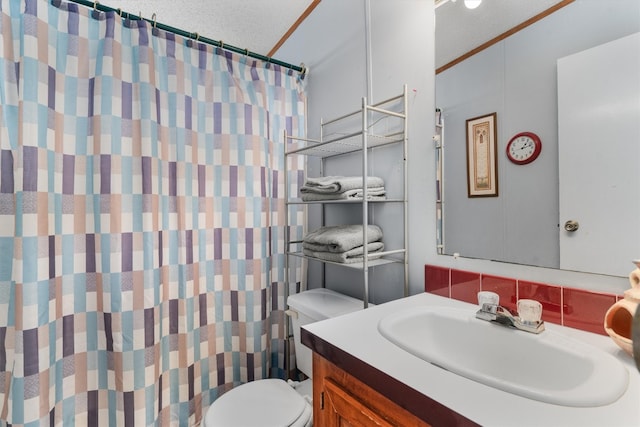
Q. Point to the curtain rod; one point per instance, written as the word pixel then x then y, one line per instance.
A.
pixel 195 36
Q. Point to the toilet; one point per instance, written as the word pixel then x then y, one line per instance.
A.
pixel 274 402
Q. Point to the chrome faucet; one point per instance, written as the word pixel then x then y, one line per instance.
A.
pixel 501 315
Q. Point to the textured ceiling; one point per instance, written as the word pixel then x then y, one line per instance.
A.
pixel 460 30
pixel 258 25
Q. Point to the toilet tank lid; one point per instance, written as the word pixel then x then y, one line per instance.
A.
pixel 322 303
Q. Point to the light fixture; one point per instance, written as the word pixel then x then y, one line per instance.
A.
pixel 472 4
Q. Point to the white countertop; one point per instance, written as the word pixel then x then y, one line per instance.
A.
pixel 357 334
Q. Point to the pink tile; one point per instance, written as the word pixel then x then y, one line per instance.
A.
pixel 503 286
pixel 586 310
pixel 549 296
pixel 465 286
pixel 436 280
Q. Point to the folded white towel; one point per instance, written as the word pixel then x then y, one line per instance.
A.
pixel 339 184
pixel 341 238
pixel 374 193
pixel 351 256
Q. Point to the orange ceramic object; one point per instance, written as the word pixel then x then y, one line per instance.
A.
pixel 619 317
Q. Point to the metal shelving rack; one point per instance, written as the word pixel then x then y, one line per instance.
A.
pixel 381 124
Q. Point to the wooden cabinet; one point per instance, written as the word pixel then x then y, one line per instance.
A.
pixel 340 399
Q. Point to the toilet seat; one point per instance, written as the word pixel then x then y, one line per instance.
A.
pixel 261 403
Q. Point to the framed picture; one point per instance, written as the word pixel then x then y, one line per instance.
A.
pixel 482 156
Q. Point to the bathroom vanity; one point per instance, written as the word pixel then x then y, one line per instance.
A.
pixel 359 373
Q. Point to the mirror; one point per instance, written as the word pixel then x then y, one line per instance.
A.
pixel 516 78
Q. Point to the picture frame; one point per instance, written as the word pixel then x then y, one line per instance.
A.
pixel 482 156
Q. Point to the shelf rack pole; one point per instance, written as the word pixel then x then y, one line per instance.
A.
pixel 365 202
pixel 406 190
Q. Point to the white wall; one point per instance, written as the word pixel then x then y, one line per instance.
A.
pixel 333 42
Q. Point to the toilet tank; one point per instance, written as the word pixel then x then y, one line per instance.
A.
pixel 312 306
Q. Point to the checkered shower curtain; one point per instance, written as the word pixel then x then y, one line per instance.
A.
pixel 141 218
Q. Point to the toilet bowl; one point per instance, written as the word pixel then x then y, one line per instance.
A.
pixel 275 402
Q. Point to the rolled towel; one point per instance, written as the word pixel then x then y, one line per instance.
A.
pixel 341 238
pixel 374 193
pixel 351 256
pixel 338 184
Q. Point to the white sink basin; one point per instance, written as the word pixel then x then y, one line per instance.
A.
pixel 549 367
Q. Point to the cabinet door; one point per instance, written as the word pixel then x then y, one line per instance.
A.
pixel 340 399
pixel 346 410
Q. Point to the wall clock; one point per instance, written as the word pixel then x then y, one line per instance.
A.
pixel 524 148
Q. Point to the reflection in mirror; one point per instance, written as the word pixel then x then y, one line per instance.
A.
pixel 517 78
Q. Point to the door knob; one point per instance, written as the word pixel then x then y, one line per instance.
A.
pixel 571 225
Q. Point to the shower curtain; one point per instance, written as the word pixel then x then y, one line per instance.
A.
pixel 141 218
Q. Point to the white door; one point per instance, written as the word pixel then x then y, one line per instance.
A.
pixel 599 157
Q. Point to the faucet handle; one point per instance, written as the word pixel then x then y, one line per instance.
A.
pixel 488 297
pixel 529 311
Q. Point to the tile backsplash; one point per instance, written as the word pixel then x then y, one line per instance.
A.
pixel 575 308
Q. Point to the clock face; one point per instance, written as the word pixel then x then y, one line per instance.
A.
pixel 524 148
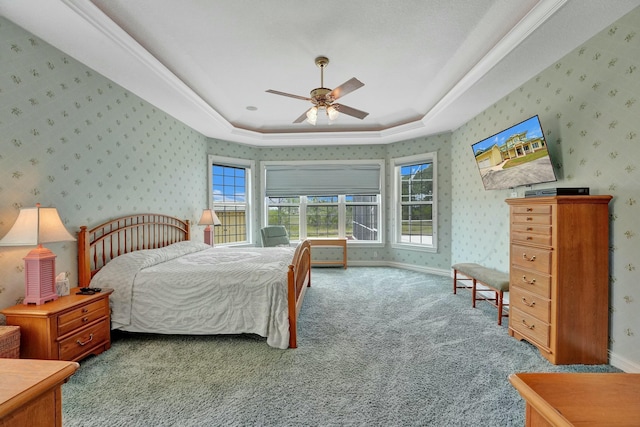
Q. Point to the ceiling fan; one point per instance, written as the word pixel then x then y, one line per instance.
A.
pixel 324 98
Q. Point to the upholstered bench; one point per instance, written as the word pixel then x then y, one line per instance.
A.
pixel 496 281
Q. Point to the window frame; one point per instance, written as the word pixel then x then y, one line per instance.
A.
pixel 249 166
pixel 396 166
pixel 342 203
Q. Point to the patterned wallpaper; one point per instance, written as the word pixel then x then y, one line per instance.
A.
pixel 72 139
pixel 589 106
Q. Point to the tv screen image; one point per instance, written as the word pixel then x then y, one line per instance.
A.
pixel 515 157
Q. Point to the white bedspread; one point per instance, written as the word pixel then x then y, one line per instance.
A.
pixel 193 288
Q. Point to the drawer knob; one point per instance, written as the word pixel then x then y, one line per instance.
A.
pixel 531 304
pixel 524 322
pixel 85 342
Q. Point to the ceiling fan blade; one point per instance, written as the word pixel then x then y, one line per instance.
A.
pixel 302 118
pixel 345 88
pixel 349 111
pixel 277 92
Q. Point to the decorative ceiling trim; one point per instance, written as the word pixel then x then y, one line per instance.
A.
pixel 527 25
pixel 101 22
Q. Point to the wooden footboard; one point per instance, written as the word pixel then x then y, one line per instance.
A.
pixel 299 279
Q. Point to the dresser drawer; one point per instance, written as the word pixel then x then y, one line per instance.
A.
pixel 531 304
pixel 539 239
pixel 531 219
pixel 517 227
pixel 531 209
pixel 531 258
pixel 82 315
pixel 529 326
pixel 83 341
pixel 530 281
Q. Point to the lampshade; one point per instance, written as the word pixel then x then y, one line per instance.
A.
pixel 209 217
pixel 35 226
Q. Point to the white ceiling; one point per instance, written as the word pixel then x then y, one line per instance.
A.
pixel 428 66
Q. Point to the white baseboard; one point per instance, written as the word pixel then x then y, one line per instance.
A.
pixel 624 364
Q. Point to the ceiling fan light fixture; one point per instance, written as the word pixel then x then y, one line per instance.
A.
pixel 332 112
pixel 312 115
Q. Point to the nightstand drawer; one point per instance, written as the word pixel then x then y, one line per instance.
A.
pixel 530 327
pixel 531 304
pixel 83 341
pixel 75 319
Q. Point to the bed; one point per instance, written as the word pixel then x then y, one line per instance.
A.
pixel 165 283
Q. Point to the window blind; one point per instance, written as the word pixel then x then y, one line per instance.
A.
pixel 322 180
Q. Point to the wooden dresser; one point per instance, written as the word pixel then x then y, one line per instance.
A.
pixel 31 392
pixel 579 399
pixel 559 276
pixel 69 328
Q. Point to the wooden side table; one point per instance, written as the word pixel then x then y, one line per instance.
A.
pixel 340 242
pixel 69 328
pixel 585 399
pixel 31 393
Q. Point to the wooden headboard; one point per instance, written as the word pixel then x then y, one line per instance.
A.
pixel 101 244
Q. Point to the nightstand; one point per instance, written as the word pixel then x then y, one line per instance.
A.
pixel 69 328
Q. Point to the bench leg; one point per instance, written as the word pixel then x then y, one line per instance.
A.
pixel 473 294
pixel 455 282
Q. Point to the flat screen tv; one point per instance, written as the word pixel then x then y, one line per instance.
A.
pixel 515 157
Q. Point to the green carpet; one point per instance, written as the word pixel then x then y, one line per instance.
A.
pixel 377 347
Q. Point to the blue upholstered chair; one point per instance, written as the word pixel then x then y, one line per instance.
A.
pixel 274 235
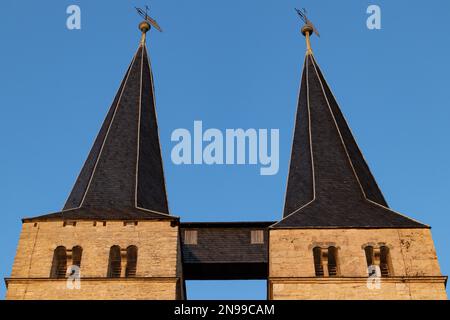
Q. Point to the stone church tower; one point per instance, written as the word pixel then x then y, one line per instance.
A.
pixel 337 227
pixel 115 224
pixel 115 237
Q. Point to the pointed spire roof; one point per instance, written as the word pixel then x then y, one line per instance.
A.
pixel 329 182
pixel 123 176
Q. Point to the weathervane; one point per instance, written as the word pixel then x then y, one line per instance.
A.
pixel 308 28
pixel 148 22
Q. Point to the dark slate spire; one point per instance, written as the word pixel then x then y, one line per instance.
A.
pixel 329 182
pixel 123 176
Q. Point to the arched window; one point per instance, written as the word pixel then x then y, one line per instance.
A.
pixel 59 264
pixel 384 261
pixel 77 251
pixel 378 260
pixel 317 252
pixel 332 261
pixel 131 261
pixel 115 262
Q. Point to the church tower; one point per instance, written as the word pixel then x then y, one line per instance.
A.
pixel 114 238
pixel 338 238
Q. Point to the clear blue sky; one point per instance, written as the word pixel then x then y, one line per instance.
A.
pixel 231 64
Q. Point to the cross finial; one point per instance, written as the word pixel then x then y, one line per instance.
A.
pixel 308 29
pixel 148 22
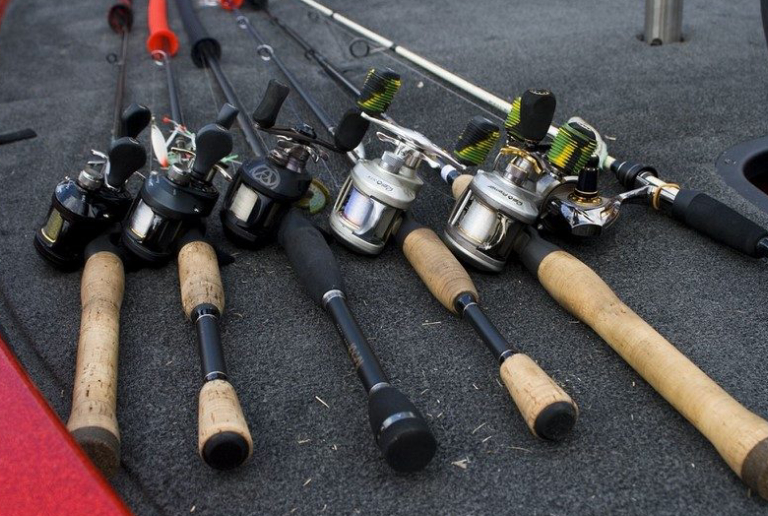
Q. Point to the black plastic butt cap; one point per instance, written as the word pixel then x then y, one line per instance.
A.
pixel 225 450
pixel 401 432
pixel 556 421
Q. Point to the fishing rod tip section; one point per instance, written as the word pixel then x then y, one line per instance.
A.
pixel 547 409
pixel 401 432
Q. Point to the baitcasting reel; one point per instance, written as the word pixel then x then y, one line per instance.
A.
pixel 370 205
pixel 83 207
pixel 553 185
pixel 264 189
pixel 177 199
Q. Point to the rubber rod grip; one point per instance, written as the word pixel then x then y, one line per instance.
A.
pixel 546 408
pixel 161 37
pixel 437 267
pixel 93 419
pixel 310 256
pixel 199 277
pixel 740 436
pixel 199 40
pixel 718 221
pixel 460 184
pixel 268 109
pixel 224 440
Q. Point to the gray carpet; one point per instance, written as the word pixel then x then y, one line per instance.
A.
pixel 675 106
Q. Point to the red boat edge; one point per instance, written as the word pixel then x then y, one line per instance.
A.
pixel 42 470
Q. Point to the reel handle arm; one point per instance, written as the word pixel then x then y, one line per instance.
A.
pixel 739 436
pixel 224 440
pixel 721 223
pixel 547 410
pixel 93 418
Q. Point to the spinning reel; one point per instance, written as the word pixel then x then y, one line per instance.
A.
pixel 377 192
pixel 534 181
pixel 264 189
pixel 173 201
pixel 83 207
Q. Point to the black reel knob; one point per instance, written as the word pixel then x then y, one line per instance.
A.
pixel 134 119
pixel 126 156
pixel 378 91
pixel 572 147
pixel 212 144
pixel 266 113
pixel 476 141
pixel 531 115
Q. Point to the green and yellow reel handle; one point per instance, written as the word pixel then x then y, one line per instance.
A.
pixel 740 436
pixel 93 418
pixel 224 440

EXERCISE OBJECTIVE -
In the listing above, find the line containing "Q. Point to the wall" and the line containing "Q. Point to the ceiling fan blade;", then return both of them and every line between, exactly, without pictures.

WRITTEN REPLY -
Q. Point to the wall clock; one point per instance, written as the word pixel then x then y, one line per instance.
A.
pixel 524 148
Q. Point to the reflection in mirror; one point per instance, written as the word pixel then x then y, one line per instance.
A.
pixel 517 78
Q. Point to the door knob; one point per instance, written as the word pixel then x then y, one line per instance.
A.
pixel 571 225
Q. Point to the shower curtain; one point per instance, written as the word pixel then x then y, one line per instance.
A.
pixel 141 218
Q. Point to the white door; one point per instance, written as the word pixel then x then y, one line per instance.
A.
pixel 599 157
Q. Point to the faucet handle; one point per instance, written as the word pixel then x then y, one line per instance.
A.
pixel 488 297
pixel 529 311
Q. Point to the tile backsplash; one point per instance, written as the word pixel then x then y, one line per instance.
A.
pixel 575 308
Q. Point to the clock face; one point per instance, written as the word pixel then x then y, one line per instance.
A.
pixel 524 148
Q. Point to the ceiling fan; one point per instance, written as the word pixel then x then y, one line per instance.
A.
pixel 324 98
Q. Point to the upholstered bench; one point per instance, written as the word pixel then x then y, one line per instance.
A.
pixel 496 281
Q. Point to the window frame; one point per instance, written as the word pixel then x then y, one line per instance.
A.
pixel 249 166
pixel 396 166
pixel 342 203
Q. Point to the patterned wallpaper; one point per instance, written as the word pixel then x then y, one line per instance.
A.
pixel 72 139
pixel 589 106
Q. Point to the tv screen image; one point per instance, written as the word pixel then x then y, one line per instance.
A.
pixel 515 157
Q. Point to the white bedspread; one point per instance, written as the word pixel then x then y, one line per instance.
A.
pixel 193 288
Q. Point to the drawer knob; one point per instance, written as the word pixel then x then y, one line per instance.
A.
pixel 531 304
pixel 524 322
pixel 85 342
Q. Point to the ceiling fan blade; one point per instance, written as the word pixel then x then y, one line per instance.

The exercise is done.